▶ [DOCUMENT TEXT]:
<<<<

People who are not religious, or who no longer practise a faith, should be sure to put “no religion” on the Irish census form next month – urges the Humanist Association of Ireland. It’s important, says Jillian Brennan of the HAI, that the “no religion” category should emerge emphatically from the census statistics, so as to ensure “a more inclusive future for all Irish citizens”.
Firm atheists, like my colleague here on these pages, Ian O’Doherty, will have no problem about ticking the box for “no religion”. Full-on atheists are very sure of their convictions, so it’s all straightforward. People of faith will append whatever is their specific adherence, whether Christian – Catholic, Anglican or Nonconformist – Muslim, Jewish or Buddhist. But there are probably many folk who just don’t find it a black-and-white question.
Individuals may not be believers in the orthodox sense of the word, but they may have their own form of spirituality. Many an agnostic has had the humility to say: “I don’t know”. A thread of agnosticism runs through the work of one of our greatest writers, John McGahern, and yet, he had a reverence for “the sacred”, which often touched him in his home place, in Co Leitrim, and he chose to have a Catholic funeral, feeling, at the end, close to his mother’s faith.
Lapsed Christians and a la carte Catholics there surely are. Fuzziness and uncertainty about whether we stand between faith, doubt and even atheism often hovers over the great philosophers. Schopenhauer called himself a “mystical atheist” – the material world just wasn’t enough. Spinoza was, according to the philosopher John Gray, an “atheist who acknowledged God.”

>>>>

▶ [TASK TO CARRY OUT]: Copy the census column word for word, starting with "Individuals may not" and going on through "his mother’s faith.". The entries that follow have nothing to do with the census column.

▶ [RECORDED INFORMATION]:
<<<<

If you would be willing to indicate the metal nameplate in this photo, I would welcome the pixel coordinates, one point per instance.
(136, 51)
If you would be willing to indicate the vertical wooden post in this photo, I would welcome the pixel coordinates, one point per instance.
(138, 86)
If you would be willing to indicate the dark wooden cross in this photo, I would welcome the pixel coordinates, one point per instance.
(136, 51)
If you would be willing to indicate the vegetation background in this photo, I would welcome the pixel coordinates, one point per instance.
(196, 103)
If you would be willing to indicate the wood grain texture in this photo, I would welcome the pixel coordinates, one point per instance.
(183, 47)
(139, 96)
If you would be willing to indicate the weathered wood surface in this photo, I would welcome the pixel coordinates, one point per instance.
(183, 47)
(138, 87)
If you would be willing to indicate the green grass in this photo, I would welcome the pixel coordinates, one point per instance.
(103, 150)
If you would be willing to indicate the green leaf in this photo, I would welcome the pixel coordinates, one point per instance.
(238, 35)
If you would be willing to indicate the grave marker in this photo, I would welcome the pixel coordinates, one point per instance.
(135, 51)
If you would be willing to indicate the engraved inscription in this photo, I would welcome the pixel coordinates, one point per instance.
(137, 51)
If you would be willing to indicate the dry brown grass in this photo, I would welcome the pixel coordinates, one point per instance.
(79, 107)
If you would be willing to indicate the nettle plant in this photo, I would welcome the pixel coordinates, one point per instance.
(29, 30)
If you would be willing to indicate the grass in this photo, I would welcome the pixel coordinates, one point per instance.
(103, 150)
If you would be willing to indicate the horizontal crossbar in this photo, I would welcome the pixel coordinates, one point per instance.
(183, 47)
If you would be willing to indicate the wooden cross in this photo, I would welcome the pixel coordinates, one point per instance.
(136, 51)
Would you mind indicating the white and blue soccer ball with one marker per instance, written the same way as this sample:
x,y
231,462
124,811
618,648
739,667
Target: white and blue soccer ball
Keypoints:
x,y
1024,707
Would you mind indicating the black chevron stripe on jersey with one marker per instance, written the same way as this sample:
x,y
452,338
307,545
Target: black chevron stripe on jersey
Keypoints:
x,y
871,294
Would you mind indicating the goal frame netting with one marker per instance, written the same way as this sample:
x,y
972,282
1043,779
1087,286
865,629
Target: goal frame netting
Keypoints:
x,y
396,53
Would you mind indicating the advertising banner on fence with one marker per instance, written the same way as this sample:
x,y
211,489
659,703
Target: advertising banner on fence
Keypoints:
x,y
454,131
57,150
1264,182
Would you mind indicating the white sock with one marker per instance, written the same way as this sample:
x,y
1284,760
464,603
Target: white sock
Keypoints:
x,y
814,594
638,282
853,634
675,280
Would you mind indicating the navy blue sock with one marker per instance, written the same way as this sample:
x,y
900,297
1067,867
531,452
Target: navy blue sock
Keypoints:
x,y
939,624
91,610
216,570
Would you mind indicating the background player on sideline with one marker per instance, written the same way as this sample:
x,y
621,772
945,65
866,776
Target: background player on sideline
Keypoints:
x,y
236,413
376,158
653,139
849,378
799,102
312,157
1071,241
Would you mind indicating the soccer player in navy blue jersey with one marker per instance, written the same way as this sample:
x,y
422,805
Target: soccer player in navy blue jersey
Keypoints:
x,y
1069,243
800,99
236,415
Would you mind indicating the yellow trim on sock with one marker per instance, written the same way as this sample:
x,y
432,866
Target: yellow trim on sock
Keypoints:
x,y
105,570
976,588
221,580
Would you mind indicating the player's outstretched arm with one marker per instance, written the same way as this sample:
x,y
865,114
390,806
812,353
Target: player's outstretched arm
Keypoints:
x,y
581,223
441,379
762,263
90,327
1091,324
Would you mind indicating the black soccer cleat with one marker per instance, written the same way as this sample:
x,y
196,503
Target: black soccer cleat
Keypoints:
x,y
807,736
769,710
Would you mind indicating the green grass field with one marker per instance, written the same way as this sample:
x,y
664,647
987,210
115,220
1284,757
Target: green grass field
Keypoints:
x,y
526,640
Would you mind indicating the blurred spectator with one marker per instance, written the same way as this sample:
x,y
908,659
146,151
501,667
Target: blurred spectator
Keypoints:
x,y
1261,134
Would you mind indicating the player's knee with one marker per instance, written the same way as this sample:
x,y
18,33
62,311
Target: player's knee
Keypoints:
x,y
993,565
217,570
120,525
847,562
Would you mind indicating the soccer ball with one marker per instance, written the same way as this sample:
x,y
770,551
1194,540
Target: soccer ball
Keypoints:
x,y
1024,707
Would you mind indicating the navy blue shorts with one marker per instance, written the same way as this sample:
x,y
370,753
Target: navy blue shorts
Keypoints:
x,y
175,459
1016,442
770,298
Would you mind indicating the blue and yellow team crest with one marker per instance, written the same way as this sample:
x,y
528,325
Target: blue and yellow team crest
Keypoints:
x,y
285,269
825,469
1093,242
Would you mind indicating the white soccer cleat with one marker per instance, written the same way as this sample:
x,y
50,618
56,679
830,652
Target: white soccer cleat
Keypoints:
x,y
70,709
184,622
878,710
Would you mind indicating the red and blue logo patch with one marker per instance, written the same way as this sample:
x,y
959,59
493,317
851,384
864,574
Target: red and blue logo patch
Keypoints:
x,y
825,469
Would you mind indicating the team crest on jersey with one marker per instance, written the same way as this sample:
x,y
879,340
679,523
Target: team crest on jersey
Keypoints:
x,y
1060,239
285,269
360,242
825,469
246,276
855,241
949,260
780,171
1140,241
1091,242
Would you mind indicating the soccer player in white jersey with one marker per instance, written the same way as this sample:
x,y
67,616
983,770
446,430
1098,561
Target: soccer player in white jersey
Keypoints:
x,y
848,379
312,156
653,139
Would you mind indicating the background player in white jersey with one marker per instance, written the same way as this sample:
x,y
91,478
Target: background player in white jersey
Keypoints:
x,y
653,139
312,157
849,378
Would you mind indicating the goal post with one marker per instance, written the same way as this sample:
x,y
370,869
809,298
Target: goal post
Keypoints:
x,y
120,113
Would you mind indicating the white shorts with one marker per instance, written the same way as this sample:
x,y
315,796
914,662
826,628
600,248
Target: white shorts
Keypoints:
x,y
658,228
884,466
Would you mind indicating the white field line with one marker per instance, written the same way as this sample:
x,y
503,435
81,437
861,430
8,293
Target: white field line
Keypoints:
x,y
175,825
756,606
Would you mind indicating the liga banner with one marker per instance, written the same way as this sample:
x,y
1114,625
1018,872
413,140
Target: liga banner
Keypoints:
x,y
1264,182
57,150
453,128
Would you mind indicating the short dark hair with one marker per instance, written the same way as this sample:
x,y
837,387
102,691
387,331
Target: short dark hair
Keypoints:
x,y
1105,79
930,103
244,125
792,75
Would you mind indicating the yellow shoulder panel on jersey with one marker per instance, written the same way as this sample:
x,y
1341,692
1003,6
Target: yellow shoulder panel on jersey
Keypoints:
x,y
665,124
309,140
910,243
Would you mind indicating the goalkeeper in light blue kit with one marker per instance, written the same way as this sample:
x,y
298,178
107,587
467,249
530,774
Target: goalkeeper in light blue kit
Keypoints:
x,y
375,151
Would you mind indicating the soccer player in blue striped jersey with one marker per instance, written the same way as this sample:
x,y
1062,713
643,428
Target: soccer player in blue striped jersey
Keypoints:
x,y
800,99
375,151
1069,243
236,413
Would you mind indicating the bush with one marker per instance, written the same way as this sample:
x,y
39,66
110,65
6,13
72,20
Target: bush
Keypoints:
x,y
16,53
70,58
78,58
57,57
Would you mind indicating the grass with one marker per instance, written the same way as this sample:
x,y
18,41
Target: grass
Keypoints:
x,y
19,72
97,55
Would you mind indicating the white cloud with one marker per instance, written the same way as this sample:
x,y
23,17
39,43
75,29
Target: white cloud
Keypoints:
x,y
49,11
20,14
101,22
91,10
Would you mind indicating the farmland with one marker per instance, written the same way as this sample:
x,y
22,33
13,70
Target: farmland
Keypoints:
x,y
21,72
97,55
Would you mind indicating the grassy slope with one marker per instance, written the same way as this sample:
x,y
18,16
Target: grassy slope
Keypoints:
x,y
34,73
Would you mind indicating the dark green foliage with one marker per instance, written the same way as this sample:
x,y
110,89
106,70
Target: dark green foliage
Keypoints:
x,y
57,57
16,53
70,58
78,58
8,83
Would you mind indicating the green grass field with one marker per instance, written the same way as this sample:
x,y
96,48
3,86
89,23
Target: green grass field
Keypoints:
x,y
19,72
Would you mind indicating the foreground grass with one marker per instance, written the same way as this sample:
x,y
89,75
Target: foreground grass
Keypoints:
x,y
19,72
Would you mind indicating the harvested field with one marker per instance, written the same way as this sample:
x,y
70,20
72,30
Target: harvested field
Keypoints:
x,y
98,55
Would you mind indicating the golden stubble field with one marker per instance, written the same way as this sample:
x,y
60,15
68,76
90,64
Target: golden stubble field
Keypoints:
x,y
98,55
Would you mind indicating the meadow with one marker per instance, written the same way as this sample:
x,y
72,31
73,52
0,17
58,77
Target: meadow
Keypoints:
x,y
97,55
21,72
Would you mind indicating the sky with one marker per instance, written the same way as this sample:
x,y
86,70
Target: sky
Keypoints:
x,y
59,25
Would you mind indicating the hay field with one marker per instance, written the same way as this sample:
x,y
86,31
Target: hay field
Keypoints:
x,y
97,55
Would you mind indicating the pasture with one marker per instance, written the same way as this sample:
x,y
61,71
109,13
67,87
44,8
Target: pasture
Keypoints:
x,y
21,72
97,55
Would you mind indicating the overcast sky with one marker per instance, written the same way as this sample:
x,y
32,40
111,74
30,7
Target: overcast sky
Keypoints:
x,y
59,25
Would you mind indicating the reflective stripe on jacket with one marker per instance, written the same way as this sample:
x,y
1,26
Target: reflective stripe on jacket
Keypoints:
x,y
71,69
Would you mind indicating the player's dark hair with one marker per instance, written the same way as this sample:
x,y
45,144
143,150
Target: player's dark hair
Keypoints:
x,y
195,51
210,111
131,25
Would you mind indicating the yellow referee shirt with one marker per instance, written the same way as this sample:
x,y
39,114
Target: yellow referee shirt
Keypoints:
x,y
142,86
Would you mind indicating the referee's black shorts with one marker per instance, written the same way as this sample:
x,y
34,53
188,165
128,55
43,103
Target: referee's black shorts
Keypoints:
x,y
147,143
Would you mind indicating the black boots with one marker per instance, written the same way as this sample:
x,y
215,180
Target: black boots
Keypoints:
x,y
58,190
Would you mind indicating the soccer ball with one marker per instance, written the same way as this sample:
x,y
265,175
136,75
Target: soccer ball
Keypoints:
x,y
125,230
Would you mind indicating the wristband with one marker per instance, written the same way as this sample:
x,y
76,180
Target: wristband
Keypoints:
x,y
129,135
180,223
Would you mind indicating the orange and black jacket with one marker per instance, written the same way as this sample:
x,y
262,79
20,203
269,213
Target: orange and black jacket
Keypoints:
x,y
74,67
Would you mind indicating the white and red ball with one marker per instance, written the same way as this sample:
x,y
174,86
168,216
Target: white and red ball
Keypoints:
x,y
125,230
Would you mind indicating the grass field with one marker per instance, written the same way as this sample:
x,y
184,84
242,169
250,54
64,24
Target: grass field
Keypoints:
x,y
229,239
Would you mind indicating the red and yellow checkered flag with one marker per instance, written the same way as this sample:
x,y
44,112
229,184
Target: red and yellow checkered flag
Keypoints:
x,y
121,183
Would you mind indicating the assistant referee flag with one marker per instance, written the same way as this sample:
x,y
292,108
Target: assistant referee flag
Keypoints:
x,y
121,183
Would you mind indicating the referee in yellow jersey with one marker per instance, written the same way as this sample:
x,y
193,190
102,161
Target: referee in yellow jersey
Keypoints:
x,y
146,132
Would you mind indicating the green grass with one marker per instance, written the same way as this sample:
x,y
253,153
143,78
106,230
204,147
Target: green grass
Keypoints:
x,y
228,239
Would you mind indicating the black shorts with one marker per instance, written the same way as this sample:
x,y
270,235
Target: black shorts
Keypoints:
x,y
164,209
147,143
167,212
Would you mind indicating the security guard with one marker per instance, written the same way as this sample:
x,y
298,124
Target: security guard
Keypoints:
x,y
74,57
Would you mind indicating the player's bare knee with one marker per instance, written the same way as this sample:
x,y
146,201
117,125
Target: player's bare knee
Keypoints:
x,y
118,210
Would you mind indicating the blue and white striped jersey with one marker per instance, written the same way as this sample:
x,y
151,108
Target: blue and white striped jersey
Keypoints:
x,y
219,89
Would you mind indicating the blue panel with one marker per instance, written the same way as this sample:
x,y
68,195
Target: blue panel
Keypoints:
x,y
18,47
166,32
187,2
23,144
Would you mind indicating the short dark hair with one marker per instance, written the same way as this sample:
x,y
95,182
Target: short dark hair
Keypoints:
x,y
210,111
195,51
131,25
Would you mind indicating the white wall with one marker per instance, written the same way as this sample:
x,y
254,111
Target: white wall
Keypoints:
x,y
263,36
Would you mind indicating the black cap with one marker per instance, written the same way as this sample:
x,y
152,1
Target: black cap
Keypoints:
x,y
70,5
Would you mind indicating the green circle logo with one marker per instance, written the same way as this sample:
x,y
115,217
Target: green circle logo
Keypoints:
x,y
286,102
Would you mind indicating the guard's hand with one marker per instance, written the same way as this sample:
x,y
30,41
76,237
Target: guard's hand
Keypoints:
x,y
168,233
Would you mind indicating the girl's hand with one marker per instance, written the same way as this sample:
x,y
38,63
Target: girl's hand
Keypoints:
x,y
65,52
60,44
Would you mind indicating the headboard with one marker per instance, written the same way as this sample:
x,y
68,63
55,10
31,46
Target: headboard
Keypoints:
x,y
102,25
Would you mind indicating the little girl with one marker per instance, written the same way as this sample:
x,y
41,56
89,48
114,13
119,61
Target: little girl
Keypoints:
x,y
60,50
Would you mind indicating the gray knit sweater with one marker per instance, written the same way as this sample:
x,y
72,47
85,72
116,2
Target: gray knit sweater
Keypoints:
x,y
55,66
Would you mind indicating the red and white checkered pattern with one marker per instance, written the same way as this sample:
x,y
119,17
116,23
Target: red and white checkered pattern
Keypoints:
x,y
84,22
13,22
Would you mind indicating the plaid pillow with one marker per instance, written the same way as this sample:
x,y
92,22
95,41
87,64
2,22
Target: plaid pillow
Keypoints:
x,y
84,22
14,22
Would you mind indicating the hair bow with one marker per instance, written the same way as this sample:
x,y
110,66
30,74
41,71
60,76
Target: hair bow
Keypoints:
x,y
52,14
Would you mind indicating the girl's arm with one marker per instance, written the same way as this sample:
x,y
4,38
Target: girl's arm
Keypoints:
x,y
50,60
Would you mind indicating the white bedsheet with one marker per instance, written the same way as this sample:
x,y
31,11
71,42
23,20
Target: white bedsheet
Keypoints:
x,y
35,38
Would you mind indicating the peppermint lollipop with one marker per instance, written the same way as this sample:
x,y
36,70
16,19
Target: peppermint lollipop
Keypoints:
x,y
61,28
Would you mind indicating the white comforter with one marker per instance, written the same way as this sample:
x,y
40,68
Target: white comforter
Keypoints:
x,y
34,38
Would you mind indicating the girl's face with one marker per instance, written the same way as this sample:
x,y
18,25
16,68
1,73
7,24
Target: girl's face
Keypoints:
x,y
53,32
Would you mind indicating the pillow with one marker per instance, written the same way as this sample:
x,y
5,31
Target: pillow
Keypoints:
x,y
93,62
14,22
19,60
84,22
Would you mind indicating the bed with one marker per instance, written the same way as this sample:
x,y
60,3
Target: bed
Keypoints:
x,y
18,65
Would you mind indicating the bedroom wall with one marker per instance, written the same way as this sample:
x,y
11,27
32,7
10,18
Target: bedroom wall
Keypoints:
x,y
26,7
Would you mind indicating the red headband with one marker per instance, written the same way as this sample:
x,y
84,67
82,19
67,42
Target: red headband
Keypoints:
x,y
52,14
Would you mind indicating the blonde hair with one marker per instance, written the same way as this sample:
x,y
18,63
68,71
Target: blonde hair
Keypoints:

>>>>

▶ [WRITTEN ANSWER]:
Individuals may not be believers in the orthodox sense of the word, but they may have their own form of spirituality. Many an agnostic has had the humility to say: “I don’t know”. A thread of agnosticism runs through the work of one of our greatest writers, John McGahern, and yet, he had a reverence for “the sacred”, which often touched him in his home place, in Co Leitrim, and he chose to have a Catholic funeral, feeling, at the end, close to his mother’s faith.